_Passage to read_.
Tax changes in the Dominican Republic
Article 3 minute read

Tax changes in the Dominican Republic

14 June 2018

A more efficient tax system has been put into place in the Dominican Republic with changes you should be aware of.

As one of the strongest economies in Latin America and the Caribbean, the Dominican Republic hosts corporations from all over the world. It has political and economic stability as well as strong social and educational policies. However, according to the World Bank Ease of Doing Business survey, the Dominican Republic ranks 149th for ease of paying taxes, taking an estimated 317 hours a year and costing 49% of profit.

The World Bank report: “Gearing up for a More Efficient Tax System in the Dominican Republic”, states tax losses from fraud, fiscal evasion and bad management of the Transfer of Industrialized Goods and Services Tax (ITBIS, in Spanish), are among the largest in Latin America and the Caribbean. The government is aware that a more efficient tax system is required to stem these losses

Recent tax changes

As a result, the Fiscal Administration has submitted new requirements, such as complementary information about VAT compliance across the Norm 07-2018. This explains the new requirements that the companies must to submit monthly in their VAT declaration. The main elements are the New Structure for 606 Form (Expense and Purchase Fiscal Report), the New Structure for 607 Form (Revenue and Fiscal Receipts Report) and the IT-1 Form (Tax on Sale Report) including Annex A (detailed information).

_Material shown_.
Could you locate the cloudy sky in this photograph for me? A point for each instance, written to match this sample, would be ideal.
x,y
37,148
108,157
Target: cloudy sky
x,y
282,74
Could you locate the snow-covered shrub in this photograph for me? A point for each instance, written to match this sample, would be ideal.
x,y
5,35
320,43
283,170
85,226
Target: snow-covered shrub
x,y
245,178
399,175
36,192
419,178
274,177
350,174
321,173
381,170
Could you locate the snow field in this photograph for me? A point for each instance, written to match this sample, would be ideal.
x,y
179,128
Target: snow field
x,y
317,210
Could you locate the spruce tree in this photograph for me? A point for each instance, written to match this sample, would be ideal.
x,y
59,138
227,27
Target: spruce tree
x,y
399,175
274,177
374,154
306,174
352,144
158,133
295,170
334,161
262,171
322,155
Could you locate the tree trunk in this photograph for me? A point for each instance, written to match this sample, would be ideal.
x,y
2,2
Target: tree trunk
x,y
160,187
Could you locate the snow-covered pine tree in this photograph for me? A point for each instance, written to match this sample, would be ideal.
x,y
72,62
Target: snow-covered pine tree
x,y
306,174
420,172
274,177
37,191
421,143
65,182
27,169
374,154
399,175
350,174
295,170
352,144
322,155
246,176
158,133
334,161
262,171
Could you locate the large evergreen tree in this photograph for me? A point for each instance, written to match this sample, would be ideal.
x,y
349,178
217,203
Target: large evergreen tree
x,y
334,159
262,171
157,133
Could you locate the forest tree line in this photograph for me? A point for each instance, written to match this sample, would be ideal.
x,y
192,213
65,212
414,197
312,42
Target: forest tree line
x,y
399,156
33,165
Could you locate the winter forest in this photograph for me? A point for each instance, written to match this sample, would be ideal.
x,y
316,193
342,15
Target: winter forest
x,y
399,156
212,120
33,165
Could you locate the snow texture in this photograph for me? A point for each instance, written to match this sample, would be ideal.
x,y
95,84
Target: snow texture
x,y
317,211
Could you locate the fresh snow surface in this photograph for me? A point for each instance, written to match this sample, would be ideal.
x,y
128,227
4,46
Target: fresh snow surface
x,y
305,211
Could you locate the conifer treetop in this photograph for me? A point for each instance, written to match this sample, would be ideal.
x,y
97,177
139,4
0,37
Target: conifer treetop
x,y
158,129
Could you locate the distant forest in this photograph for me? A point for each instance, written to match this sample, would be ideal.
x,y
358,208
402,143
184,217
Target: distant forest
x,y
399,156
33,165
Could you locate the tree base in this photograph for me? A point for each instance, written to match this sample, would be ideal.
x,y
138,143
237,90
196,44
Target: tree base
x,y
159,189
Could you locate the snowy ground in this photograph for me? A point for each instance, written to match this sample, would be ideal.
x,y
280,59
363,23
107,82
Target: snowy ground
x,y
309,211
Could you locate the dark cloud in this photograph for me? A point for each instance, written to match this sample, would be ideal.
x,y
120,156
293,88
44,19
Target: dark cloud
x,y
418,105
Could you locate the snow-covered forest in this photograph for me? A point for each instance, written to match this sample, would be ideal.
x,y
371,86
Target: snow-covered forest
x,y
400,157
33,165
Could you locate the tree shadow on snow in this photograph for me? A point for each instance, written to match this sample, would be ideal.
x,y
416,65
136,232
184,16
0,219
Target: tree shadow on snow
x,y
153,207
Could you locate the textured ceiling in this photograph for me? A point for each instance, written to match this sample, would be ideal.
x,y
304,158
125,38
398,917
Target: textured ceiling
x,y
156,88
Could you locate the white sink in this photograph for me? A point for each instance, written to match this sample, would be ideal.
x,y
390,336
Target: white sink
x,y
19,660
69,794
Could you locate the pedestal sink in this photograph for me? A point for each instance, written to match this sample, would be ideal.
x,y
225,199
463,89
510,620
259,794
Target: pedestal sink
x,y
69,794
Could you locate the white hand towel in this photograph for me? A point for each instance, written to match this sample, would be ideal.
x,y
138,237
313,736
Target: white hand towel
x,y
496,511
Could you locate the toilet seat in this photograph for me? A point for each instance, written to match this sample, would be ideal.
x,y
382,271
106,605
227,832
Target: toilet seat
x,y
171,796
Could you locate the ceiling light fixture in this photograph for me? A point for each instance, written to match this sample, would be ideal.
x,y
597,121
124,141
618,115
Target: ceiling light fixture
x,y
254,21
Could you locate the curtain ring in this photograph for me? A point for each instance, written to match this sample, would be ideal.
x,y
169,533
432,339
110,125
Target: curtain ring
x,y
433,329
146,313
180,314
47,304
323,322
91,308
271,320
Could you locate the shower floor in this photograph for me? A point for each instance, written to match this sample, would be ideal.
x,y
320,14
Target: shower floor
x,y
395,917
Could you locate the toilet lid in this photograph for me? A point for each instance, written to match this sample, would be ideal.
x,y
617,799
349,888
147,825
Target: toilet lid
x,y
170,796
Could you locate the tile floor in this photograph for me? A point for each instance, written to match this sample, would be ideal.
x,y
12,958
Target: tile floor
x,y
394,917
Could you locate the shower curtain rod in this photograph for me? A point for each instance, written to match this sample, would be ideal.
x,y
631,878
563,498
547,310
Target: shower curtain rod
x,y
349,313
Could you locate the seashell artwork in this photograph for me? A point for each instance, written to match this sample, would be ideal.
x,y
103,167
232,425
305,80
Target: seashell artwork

_Aim_.
Write the next part of the article above on tax changes in the Dominican Republic, picking up after its final sentence rather than from the entries.

_Reply_.
Companies must now present the required information in the Norm like, kind of goods and services, Fiscal Receipts Number (NCF), date of receipts, date of payments, services invoiced, goods invoiced, VAT calculated, VAT Retained, VAT in proportion (when companies have taxable and not taxable sales), kind of payments, etc.

Business tax

Corporate income tax is 27% and takes around 74 hours a year to complete. A major business tax change, launched by the Dirección General de Impuestos Internos (DGII) aims to mitigate the abuse that some companies were committing when deducting their expenses, with the aim to reduce their tax base. Companies must adjust the format of their invoices to incorporate the new requirements by the Fiscal Administration.  Automatically printed fiscal receipts need the system updating to accommodate the changes. Items which need dealing with separately are: Legal Tips, IVA, Services, Goods, Other Taxes, Payment Method, Conditions. The deadline for this was 1 June 2018.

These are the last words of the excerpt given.